## BEGIN ROWS

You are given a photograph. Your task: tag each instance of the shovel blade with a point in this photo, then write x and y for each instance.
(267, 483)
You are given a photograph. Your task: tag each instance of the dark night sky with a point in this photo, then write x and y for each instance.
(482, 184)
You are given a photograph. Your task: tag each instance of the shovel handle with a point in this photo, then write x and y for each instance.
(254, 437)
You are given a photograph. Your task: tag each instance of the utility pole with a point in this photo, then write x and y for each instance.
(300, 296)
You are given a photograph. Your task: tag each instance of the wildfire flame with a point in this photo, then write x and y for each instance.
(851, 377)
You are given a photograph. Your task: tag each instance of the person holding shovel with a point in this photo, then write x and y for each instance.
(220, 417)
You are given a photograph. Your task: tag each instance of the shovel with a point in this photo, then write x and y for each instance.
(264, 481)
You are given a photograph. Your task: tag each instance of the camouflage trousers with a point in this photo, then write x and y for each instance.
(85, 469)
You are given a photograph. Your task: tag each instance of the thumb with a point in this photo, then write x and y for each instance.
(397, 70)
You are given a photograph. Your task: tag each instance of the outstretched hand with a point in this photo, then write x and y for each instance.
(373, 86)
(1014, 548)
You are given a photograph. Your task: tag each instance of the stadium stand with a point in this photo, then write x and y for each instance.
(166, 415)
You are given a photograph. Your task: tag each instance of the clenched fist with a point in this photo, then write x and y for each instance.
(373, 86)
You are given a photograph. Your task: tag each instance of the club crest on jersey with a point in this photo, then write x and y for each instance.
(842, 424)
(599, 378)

## END ROWS

→ **EXERCISE PROMPT**: Reproduce every one of the lines above verbatim, keeping their original order.

→ **REPLY TO THE TASK**:
You are given a photograph. Your task: tag each instance of the shovel blade with a point in this photo, then write x and y for each instance.
(267, 483)
You are given a photograph. Your task: tag each instance of the dark night sky with a point in this photo, then write x and y for each instance.
(482, 184)
You are given a photograph. Your task: tag each instance of the shovel handle with a point in this photo, then write x and y for each instance.
(254, 437)
You are given a photograph. Your task: tag each instance of the utility pole with a point in this photo, then write x and y for each instance.
(300, 296)
You are given a photograph. Your task: tag each instance of the wildfire flame with a point in this photo, then write x and y for each instance.
(851, 377)
You are given a photograph. Your task: tag each instance of the person holding shovel with a point in this photo, then write x and y for each instance.
(220, 417)
You are given a photograph. Your task: tag each instance of the shovel with a point in this photo, then write x and y for each instance.
(264, 481)
You are given a photograph. Your task: tag each instance of the camouflage trousers with a point in this photo, then write x and y for each instance.
(85, 469)
You are given a photograph. Your task: tag each instance of the thumb with a point in this photo, then write x and y for each instance.
(397, 70)
You are given a photograph. Your task: tag each instance of the outstretched hand with a point in this photo, then write x and y for each instance.
(373, 86)
(1014, 548)
You are given a photograph. Your task: tag each instance of the stadium stand with a point in this photo, then write x and y for each instance.
(166, 415)
You are given a photograph. Your task: tag each instance of the clenched fist with a point in this photo, then write x and y for each instance.
(373, 86)
You are given a photograph. Your task: tag each instance of the club crest on jersey with a point in this photo, then write x and y for each instance.
(842, 424)
(599, 378)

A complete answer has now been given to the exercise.